EXERCISE DETAILS.
Continue the IdentityScribe metrics documentation below from the point where it stops.

Metrics

This page documents all metrics emitted by IdentityScribe. Metric names use OTel dot notation (e.g., scribe.channel.requests.total) which is auto-converted to Prometheus underscore notation for scraping.

Application info metrics

`scribe.info`

Static application information gauge (always 1). Labels contain name, vendor, and version. Use for deployment inventory dashboards.

Property	Value
Prometheus	`scribe_info`
Type	Gauge
Unit	unitless

`scribe.concurrency`

Configured query concurrency limit. Maximum concurrent queries allowed. Compare with inflight metrics for utilization.

Property	Value
Prometheus	`scribe_concurrency`
Type	Gauge
Unit	unitless

`scribe.license.expiration`

License expiration timestamp (Unix epoch seconds). Monitor for upcoming license renewals. Value of 0 indicates no license or perpetual.

Property	Value
Prometheus	`scribe_license_expiration`
Type	Gauge
Unit	seconds

`scribe.db.connections.active`

Aggregate active DB connections across all pools. Used for scheduling thresholds and capacity planning.

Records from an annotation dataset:
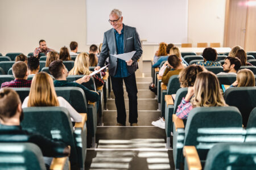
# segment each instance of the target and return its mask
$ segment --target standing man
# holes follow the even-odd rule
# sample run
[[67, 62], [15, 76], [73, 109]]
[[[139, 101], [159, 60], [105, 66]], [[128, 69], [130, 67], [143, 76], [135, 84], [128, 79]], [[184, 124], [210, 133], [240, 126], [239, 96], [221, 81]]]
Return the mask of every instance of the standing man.
[[[126, 113], [123, 97], [123, 80], [129, 99], [129, 122], [131, 126], [138, 126], [137, 86], [135, 71], [138, 69], [137, 60], [142, 54], [141, 40], [136, 28], [123, 24], [122, 12], [113, 10], [109, 22], [112, 29], [104, 33], [101, 52], [96, 70], [102, 67], [109, 58], [109, 73], [112, 88], [115, 95], [117, 110], [117, 125], [125, 126]], [[117, 59], [112, 56], [136, 51], [133, 58], [128, 61]]]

RESULT FOR THIS TASK.
Property	Value
Prometheus	`scribe_db_connections_active`
Type	Gauge
Unit	connections

`scribe.db.connections.pending`

Aggregate pending DB connections (threads waiting) across all pools. Non-zero values indicate connection pool exhaustion.

Property	Value
Prometheus	`scribe_db_connections_pending`
Type	Gauge
Unit	connections

`scribe.ldap.connections.active`

Aggregate active LDAP connections across all hosts. Used for scheduling thresholds and upstream load tracking.

Property	Value
Prometheus	`scribe_ldap_connections_active`
Type	Gauge
Unit	connections

`scribe_db_pool_pressure`

DB connection pool pressure (active / max) across all pools. Measures utilization of database connection pools. High values (>0.8) indicate potential connection exhaustion. (0.0 to 1.0)

Property	Value
Prometheus	`scribe_db_pool_pressure`
Type	Gauge
Unit	ratio

`jvm_memory_pressure`

JVM memory pressure (used / max heap). Measures heap utilization. Sustained high values (>0.9) may indicate memory pressure. (0.0 to 1.0)

Property	Value
Prometheus	`jvm_memory_pressure`
Type	Gauge
Unit	ratio

`jvm_thread_count`

JVM thread count. Current number of live threads.

Property	Value
Prometheus	`jvm_thread_count`
Type	Gauge
Unit	threads

`jvm_cpu_count`

JVM CPU count. Number of processors available to the JVM.

Property	Value
Prometheus	`jvm_cpu_count`
Type	Gauge
Unit	cpus

`process_uptime_seconds`

Process uptime in seconds.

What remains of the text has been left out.